Top of Records to process
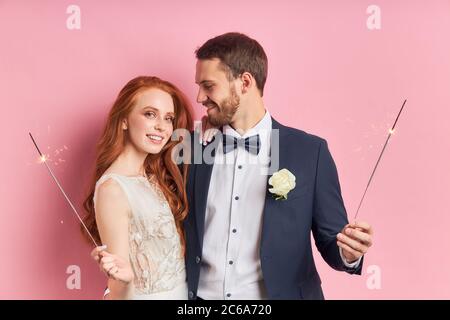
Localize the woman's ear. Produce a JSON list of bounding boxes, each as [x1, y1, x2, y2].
[[122, 119, 128, 130]]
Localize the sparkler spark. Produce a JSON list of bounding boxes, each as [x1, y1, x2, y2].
[[354, 99, 407, 220], [29, 132, 98, 247]]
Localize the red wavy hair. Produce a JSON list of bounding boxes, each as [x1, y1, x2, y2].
[[82, 76, 193, 255]]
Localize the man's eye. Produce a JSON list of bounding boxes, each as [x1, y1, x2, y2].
[[204, 85, 213, 90]]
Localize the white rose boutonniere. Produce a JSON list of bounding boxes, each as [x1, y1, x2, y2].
[[268, 168, 296, 200]]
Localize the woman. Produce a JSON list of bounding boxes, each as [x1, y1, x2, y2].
[[82, 76, 193, 299]]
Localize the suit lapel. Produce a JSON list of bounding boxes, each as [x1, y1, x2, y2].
[[261, 118, 289, 247], [194, 134, 220, 249]]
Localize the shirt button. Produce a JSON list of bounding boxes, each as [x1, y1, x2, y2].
[[229, 260, 233, 265], [189, 291, 195, 299], [195, 256, 201, 264], [232, 229, 237, 233], [226, 293, 231, 298], [234, 196, 239, 200], [238, 165, 242, 169]]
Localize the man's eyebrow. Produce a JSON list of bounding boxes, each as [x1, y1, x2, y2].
[[196, 80, 214, 85]]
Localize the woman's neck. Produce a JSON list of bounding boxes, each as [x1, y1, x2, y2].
[[110, 144, 147, 177]]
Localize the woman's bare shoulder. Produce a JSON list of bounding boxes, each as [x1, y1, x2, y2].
[[96, 177, 130, 217]]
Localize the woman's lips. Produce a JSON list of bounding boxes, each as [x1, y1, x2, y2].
[[146, 134, 164, 144]]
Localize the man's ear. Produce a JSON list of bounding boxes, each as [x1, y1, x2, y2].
[[240, 72, 253, 94], [122, 119, 128, 130]]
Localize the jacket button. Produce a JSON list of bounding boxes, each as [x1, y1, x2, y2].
[[196, 256, 201, 264], [188, 291, 195, 299]]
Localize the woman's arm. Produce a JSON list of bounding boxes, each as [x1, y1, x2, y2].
[[95, 178, 134, 299]]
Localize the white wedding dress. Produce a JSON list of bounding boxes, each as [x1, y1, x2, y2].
[[93, 173, 188, 300]]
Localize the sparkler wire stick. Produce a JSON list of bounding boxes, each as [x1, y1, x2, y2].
[[29, 132, 99, 247], [354, 99, 407, 220]]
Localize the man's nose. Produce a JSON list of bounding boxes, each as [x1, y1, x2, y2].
[[197, 89, 206, 104]]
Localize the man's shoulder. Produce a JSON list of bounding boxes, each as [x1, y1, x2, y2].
[[278, 122, 326, 147]]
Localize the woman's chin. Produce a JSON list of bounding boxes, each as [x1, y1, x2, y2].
[[145, 145, 164, 154]]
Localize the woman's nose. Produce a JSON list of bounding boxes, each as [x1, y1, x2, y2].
[[154, 122, 163, 132], [154, 118, 166, 132]]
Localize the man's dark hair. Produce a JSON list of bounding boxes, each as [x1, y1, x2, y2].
[[195, 32, 268, 96]]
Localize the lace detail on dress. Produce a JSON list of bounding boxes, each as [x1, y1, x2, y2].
[[94, 173, 186, 296]]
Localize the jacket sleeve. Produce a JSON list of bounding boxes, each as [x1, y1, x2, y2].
[[312, 138, 363, 275]]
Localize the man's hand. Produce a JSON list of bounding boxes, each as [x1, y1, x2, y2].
[[337, 221, 373, 263]]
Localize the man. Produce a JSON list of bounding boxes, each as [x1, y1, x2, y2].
[[184, 32, 373, 300]]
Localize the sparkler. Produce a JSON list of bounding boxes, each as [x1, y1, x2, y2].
[[29, 132, 99, 247], [354, 99, 407, 220]]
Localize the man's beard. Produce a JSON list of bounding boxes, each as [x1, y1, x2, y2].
[[204, 87, 240, 127]]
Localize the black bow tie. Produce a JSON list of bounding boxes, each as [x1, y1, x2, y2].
[[222, 134, 261, 155]]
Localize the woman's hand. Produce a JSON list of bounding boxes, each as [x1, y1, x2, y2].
[[91, 245, 134, 284], [197, 115, 219, 145]]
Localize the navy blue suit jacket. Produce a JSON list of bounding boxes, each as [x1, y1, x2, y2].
[[184, 118, 363, 300]]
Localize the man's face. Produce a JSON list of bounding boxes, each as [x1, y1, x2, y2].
[[195, 58, 240, 127]]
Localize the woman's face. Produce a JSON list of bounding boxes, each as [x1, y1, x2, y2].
[[123, 88, 175, 155]]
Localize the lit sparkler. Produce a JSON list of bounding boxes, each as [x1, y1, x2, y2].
[[354, 99, 407, 219], [29, 132, 98, 246]]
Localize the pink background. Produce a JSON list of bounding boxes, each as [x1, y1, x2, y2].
[[1, 0, 449, 299]]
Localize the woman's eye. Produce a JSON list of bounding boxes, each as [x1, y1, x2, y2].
[[166, 117, 175, 122], [145, 112, 156, 118]]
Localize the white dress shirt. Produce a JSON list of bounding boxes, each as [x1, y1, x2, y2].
[[197, 110, 360, 300]]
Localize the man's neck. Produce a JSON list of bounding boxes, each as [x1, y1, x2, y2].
[[230, 102, 266, 136]]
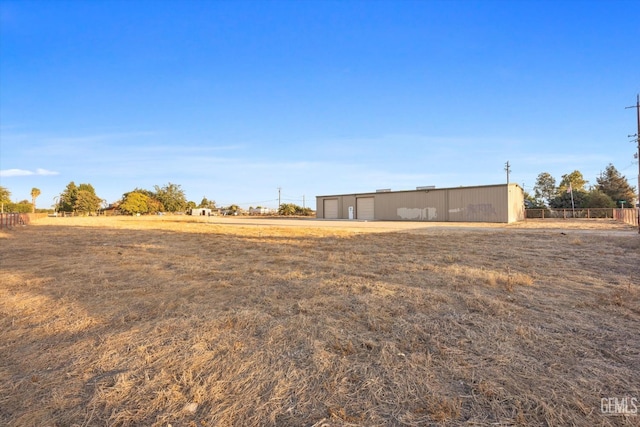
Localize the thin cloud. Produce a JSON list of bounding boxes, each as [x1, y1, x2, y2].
[[44, 131, 158, 144], [0, 168, 59, 177]]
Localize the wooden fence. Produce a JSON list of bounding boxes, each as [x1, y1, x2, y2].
[[526, 208, 639, 226], [0, 213, 29, 229], [613, 208, 639, 226]]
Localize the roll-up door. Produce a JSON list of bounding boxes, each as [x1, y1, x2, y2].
[[323, 199, 339, 219], [356, 197, 374, 220]]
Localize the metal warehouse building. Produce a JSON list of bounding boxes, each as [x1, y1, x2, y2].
[[316, 183, 525, 223]]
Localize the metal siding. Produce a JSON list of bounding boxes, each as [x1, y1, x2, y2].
[[374, 191, 446, 221], [356, 197, 375, 219], [508, 184, 525, 223], [341, 195, 356, 219], [448, 186, 506, 222], [323, 199, 339, 219], [317, 184, 519, 223]]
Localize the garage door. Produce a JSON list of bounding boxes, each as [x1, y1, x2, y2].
[[356, 197, 375, 220], [323, 199, 339, 219]]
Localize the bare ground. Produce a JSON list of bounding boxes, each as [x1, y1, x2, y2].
[[1, 216, 638, 426]]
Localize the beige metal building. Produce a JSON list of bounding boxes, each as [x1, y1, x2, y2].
[[316, 184, 524, 223]]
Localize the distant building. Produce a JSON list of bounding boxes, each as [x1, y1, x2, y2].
[[189, 208, 213, 216], [249, 207, 272, 215], [316, 183, 524, 223]]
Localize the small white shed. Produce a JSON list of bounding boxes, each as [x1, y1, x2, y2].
[[189, 208, 212, 216]]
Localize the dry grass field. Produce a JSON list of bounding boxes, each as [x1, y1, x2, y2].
[[1, 216, 639, 426]]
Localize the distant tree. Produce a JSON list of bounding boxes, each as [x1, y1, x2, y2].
[[524, 191, 545, 209], [128, 187, 156, 199], [30, 188, 41, 213], [78, 183, 97, 194], [584, 190, 616, 208], [121, 188, 163, 213], [154, 182, 187, 212], [57, 182, 102, 214], [120, 191, 152, 215], [198, 197, 216, 209], [74, 190, 102, 215], [0, 186, 11, 213], [533, 172, 556, 206], [558, 170, 587, 194], [596, 164, 636, 208], [296, 206, 314, 216], [187, 201, 197, 210], [278, 203, 297, 216], [549, 189, 588, 209], [278, 203, 313, 216], [58, 181, 78, 212], [6, 200, 32, 213]]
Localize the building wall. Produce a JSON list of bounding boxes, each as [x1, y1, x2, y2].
[[508, 184, 525, 223], [316, 184, 524, 223]]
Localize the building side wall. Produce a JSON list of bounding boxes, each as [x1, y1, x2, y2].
[[316, 184, 524, 223], [316, 198, 323, 218], [341, 195, 357, 219], [447, 186, 507, 222], [508, 184, 525, 223], [375, 191, 447, 221]]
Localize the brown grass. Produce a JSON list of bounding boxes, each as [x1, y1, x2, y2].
[[1, 216, 639, 426]]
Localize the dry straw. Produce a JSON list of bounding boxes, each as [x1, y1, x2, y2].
[[1, 216, 638, 426]]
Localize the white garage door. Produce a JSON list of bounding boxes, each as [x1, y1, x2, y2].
[[356, 197, 375, 220], [323, 199, 339, 219]]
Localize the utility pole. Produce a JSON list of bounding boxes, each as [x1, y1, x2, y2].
[[303, 195, 305, 209], [277, 187, 281, 210], [504, 161, 511, 184], [626, 94, 640, 234]]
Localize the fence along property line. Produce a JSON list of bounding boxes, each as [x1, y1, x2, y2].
[[0, 213, 31, 229], [525, 208, 639, 226], [613, 208, 639, 226]]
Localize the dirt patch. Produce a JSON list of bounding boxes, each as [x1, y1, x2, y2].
[[1, 216, 638, 426]]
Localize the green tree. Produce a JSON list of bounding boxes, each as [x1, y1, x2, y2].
[[224, 204, 240, 215], [524, 191, 545, 209], [30, 187, 41, 213], [58, 181, 78, 212], [0, 186, 11, 213], [154, 182, 187, 212], [533, 172, 556, 206], [549, 189, 588, 209], [7, 200, 32, 213], [584, 190, 616, 208], [596, 164, 636, 208], [121, 188, 164, 213], [74, 190, 102, 215], [120, 191, 151, 215], [278, 203, 297, 215], [558, 170, 587, 194], [198, 197, 216, 209]]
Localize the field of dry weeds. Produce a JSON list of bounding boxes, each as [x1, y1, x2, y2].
[[1, 216, 639, 426]]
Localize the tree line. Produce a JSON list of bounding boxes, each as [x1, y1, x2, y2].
[[1, 181, 316, 216], [0, 187, 45, 213], [530, 163, 636, 209], [0, 182, 197, 215]]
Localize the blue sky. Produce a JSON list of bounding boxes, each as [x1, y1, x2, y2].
[[1, 0, 639, 210]]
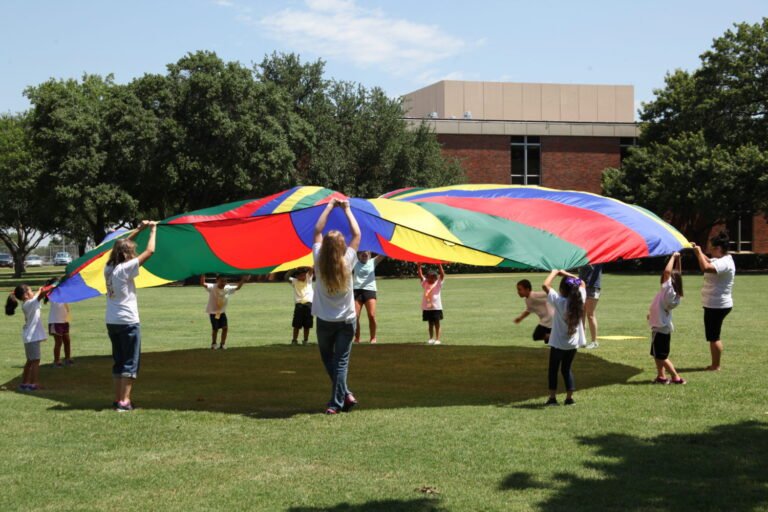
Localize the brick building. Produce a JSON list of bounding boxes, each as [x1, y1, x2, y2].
Bottom of Records to process
Nothing but the lines from the one holding "Localize the blue" through the last line of the entries should be written out, exactly and inclusively, minus the pictures.

• _Expected answer_:
Localize the blue sky. Produce a JSON list of bounding boxes, each as [x1, y1, x2, y2].
[[1, 0, 639, 210]]
Localize the brick building. Produce a JSON list of bounding boxes, each as [x1, y1, x2, y2].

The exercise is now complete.